DIRECTIONS
Go through the lines below. Copy those with "target".

SUPPLIED INFORMATION
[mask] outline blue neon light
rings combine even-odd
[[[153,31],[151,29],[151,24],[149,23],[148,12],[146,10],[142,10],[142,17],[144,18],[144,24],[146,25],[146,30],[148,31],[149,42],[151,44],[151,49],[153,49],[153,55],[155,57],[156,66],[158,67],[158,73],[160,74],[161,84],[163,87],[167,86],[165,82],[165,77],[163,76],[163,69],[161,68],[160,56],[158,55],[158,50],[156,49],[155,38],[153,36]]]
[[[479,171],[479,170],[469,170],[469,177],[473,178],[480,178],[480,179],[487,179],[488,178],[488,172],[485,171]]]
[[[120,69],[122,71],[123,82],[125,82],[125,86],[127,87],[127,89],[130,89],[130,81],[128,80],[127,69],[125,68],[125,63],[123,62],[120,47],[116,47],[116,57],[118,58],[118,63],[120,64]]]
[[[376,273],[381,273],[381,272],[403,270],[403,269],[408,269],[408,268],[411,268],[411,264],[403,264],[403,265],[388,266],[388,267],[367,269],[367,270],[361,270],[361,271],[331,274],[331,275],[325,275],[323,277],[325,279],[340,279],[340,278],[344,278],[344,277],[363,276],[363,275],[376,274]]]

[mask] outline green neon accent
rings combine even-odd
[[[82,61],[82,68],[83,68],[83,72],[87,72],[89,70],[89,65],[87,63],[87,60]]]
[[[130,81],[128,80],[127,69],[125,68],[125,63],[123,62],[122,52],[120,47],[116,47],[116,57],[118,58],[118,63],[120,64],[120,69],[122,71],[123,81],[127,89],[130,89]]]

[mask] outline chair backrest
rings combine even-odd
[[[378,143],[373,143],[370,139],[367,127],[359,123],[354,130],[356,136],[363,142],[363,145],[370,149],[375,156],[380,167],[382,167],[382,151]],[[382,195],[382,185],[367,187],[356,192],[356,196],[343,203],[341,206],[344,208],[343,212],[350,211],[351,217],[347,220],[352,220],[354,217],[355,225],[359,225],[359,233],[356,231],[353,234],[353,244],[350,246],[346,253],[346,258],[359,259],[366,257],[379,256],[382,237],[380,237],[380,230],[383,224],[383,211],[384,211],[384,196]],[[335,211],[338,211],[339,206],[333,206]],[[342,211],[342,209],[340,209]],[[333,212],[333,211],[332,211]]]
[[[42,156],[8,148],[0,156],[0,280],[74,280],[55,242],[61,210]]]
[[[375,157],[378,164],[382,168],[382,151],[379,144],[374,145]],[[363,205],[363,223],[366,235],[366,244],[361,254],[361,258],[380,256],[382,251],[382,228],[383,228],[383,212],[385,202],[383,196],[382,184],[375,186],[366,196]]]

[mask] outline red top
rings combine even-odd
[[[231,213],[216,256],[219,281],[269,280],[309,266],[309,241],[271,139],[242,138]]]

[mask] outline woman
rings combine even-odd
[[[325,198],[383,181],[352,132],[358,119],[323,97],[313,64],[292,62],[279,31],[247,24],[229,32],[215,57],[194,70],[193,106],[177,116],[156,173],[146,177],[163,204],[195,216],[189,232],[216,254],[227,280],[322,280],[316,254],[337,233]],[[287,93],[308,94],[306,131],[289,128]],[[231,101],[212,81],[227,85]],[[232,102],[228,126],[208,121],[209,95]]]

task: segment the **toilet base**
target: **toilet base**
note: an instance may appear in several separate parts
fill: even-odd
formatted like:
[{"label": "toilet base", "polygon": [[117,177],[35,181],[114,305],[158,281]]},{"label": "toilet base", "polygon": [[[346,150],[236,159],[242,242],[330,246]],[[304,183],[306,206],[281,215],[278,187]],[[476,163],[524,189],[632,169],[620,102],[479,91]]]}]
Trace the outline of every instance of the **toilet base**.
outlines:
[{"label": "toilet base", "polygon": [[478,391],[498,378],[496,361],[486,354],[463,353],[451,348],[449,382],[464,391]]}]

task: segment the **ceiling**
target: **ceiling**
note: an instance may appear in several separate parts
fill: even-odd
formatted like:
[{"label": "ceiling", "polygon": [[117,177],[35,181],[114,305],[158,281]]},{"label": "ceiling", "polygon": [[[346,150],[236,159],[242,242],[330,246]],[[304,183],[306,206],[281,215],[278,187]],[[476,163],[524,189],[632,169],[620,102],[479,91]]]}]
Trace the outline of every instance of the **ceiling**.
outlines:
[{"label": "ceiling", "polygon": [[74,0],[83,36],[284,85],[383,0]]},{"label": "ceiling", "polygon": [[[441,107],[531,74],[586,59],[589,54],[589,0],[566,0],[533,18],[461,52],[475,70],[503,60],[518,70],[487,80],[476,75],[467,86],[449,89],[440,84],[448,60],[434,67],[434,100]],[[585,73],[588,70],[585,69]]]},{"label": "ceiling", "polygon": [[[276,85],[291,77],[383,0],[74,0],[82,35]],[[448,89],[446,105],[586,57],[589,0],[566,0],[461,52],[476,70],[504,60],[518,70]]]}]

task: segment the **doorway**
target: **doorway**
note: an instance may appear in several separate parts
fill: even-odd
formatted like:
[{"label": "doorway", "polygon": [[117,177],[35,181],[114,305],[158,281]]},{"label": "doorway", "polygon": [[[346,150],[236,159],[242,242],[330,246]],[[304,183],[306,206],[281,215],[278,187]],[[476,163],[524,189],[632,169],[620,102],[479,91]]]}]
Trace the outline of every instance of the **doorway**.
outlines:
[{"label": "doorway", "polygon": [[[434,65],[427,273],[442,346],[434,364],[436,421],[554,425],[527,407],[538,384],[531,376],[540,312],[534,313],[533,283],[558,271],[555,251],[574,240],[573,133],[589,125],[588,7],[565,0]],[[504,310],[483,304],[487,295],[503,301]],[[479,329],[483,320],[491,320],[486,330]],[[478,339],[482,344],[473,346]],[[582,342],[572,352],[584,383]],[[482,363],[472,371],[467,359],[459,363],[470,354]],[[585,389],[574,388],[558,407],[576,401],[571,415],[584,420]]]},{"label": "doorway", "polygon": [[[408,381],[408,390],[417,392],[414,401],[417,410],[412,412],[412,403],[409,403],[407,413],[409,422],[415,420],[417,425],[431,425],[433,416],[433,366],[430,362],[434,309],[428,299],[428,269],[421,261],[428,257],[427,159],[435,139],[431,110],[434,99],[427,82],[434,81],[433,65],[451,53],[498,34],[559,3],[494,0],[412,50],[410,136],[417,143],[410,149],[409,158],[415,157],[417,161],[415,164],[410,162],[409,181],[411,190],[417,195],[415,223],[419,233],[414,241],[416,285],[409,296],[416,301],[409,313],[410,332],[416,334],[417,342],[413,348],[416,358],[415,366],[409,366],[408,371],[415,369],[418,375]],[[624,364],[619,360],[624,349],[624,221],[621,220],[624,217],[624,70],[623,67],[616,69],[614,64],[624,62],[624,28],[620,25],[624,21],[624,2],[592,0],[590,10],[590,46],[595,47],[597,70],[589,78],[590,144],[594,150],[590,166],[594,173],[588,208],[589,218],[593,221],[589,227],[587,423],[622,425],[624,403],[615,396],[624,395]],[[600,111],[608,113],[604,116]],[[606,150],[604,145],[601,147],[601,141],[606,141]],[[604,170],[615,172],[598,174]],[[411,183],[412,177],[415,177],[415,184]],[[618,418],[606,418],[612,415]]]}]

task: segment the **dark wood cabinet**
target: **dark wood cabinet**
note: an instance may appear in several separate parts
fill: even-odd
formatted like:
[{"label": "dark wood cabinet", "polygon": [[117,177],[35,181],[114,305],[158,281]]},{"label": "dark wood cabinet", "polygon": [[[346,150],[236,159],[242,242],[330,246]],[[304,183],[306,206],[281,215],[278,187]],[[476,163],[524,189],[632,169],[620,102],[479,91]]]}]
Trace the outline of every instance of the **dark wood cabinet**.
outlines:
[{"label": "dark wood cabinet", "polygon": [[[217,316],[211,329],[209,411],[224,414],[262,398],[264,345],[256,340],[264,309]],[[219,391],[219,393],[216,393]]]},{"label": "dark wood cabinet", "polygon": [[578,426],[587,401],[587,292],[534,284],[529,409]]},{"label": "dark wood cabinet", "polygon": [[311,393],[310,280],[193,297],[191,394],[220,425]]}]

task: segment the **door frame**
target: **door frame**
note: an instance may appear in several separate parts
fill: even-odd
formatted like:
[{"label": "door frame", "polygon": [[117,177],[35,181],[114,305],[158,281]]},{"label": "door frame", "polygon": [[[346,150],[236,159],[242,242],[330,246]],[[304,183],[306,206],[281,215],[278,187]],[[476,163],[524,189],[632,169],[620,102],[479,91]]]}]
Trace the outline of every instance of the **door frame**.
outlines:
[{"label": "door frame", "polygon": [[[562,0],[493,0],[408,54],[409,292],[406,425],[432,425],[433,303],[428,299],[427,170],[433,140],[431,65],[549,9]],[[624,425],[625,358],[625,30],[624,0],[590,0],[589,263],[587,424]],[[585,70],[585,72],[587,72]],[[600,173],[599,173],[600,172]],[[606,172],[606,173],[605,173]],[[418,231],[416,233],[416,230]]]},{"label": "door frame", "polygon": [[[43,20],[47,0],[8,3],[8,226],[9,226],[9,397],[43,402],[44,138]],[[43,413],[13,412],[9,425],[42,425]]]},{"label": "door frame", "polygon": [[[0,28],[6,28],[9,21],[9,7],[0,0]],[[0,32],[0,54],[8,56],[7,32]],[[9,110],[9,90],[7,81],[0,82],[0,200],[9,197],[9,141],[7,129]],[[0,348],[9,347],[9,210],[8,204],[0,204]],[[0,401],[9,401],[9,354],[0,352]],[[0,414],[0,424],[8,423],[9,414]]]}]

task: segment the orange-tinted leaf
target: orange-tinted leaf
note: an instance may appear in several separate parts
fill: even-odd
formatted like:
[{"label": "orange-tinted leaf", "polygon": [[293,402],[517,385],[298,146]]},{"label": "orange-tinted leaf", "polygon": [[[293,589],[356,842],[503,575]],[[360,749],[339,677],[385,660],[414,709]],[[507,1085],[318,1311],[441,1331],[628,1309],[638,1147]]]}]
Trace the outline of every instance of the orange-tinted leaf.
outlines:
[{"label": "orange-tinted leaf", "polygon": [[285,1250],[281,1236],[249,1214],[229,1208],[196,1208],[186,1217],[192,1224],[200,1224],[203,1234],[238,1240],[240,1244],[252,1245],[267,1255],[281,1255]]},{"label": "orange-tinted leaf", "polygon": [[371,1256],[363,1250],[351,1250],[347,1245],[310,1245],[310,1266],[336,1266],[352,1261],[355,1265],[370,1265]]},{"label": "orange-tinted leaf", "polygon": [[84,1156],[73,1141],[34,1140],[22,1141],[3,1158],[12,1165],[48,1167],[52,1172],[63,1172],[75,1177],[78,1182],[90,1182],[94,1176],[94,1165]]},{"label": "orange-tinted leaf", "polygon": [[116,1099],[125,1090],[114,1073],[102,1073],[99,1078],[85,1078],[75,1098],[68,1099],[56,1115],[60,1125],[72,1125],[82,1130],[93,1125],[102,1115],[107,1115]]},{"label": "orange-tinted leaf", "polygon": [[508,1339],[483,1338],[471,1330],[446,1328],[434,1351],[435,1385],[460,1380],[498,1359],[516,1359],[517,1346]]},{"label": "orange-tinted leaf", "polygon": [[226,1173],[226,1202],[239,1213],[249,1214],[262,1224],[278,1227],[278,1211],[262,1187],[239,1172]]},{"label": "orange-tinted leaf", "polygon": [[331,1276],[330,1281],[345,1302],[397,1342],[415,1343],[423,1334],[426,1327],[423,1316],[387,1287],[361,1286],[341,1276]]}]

OUTPUT BELOW
target: **toilet base**
target: **ceiling**
target: **doorway**
target: **dark wood cabinet**
target: **door frame**
target: orange-tinted leaf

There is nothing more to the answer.